▶ [To do]: The task calls for each record to be given again exactly.

┏━━

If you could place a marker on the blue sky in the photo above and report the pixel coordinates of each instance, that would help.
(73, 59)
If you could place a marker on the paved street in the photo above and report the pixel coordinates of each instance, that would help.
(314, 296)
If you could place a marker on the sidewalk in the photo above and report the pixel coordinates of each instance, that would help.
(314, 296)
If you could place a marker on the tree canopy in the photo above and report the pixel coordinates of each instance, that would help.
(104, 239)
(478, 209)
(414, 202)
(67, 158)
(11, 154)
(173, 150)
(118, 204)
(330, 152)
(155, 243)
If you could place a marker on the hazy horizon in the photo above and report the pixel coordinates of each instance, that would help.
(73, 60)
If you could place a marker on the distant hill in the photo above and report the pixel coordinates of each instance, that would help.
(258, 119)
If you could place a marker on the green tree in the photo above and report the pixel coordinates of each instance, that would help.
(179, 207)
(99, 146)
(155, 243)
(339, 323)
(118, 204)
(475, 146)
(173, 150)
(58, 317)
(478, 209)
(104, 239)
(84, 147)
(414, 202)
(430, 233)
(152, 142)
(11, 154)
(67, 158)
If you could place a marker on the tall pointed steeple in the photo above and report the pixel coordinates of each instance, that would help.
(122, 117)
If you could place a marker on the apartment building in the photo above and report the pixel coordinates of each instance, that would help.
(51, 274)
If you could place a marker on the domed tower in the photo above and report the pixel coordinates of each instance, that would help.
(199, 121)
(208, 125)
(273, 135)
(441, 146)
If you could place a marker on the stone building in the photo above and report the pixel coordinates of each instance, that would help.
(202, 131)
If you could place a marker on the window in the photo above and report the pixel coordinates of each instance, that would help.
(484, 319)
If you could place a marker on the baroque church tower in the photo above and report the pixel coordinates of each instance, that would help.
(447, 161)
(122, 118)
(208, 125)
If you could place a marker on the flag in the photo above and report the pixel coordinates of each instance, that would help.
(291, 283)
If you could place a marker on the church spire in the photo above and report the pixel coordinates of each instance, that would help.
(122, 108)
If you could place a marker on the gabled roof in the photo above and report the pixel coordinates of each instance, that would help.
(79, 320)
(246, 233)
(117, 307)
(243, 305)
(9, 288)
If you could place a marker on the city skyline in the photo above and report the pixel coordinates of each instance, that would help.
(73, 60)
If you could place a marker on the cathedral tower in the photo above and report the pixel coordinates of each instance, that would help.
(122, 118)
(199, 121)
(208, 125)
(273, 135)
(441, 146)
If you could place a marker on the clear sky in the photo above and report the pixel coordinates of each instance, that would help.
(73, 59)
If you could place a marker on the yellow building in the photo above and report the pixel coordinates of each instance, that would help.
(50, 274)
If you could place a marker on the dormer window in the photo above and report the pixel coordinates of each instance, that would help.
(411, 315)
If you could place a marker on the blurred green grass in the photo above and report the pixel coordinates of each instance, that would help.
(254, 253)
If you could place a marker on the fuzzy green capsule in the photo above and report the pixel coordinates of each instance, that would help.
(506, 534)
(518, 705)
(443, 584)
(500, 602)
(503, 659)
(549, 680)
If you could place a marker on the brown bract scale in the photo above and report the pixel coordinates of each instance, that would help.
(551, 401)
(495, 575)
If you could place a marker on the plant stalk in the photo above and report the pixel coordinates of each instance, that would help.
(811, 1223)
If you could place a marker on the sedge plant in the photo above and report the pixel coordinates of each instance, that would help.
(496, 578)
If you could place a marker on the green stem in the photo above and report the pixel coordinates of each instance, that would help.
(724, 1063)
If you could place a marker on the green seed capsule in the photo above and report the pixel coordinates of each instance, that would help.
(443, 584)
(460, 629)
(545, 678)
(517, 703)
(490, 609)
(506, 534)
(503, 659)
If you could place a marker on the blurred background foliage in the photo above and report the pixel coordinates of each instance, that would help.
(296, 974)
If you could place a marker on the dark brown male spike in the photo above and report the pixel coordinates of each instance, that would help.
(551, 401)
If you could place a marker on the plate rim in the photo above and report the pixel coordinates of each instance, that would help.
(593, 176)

┗━━

▶ [Output for this exercise]:
If you could place a marker on the blue sky in the photo above and report the pixel coordinates of each instance, that would help.
(73, 59)
If you could place a marker on the paved street in the photo above and report the pixel coordinates of each instance, that would help.
(314, 296)
If you could place a marker on the sidewalk in the photo above and report the pixel coordinates of each instance, that would help.
(314, 296)
If you could place a marker on the tree canopy in the photo above and report the pixel coordinates of each instance, that would help.
(104, 239)
(478, 209)
(414, 202)
(67, 158)
(11, 154)
(173, 150)
(118, 204)
(330, 152)
(155, 243)
If you could place a marker on the hazy horizon in the photo above and report the pixel coordinates of each instance, that would help.
(73, 60)
If you could place a marker on the distant hill in the photo above and report the pixel coordinates of each instance, that would help.
(258, 119)
If you could place a marker on the green tree in the photo above and report the pixel coordinates of each instance, that would help.
(179, 207)
(99, 146)
(155, 243)
(339, 323)
(118, 204)
(475, 146)
(173, 150)
(58, 317)
(478, 209)
(104, 239)
(84, 147)
(414, 202)
(430, 233)
(152, 142)
(11, 154)
(67, 158)
If you could place a marker on the tall pointed steeple in the photo above and report the pixel coordinates of each instance, that would help.
(122, 117)
If you could place a marker on the apartment building in the photo above and report the pixel coordinates of each instance, that would help.
(51, 274)
If you could place a marker on the domed tower in the photo above and report the pixel coordinates of each instance, that would help.
(199, 121)
(208, 125)
(273, 135)
(441, 146)
If you could place a marker on the stone building in the photo above and report the pixel coordinates of each instance, that would help.
(202, 131)
If you could place a marker on the window in the photo above and report the pixel coordinates of each instance, that would help.
(484, 319)
If you could place a marker on the baroque church tower in the photo above and report the pixel coordinates of each instance, that would help.
(447, 161)
(122, 118)
(208, 125)
If you could place a marker on the flag in the photo above and report the pixel coordinates of each instance, that would help.
(291, 283)
If you could place a marker on the church spire in the photo above and report the pixel coordinates of each instance, that would help.
(122, 108)
If you could place a marker on the gabled roof in the photo above and report the pixel coordinates of each instance, that would help.
(79, 320)
(246, 233)
(117, 307)
(243, 305)
(9, 288)
If you could place a marker on the city skyline in the photo above and report the pixel coordinates of each instance, that would help.
(73, 60)
If you could place a marker on the cathedral tower in the photo above and report the pixel coordinates of each instance, that would help.
(122, 118)
(199, 121)
(208, 125)
(273, 135)
(441, 146)
If you could place a marker on the clear sky in the photo above and report the pixel coordinates of each instance, that would help.
(73, 59)
If you could place a marker on the yellow building in the photo above and report the pixel coordinates of each instance, that would help.
(50, 274)
If you could place a marker on the dormer window in the photo above and report the pixel coordinates of each instance, that would help.
(411, 315)
If you could place a marker on the blurred green grass in the photo above and report the pixel coordinates of each instance, that would help.
(254, 253)
If you could place a marker on the fuzzy green capsule in the photo above and report the pixel coordinates of each instance, that would help.
(506, 534)
(518, 705)
(443, 584)
(500, 602)
(503, 659)
(549, 680)
If you could place a marker on the brown bract scale in the photo above and report the pixel coordinates of each instance, that would help.
(551, 401)
(495, 575)
If you could place a marker on the plant stalk in the photo above and report the pixel coordinates of each instance, that would help.
(811, 1223)
If you could place a marker on the sedge plant in the photo above and report the pixel coordinates of each instance, that would help.
(496, 578)
If you could place a marker on the green stem in the photo above and report the pixel coordinates of each instance, that would help.
(724, 1063)
If you could place a marker on the green seed capsule in the photo above and report the pixel coordinates of each instance, that would help.
(443, 584)
(460, 629)
(545, 678)
(517, 703)
(490, 609)
(506, 534)
(503, 659)
If you could place a marker on the blurred background foliage in the photo above and report the pixel coordinates of each instance, that would help.
(296, 974)
If you could place a marker on the dark brown male spike in the photo above and report the pixel coordinates of each instance, that would help.
(551, 401)
If you could place a marker on the plate rim in the photo above and report the pixel coordinates of each instance, that would help.
(593, 176)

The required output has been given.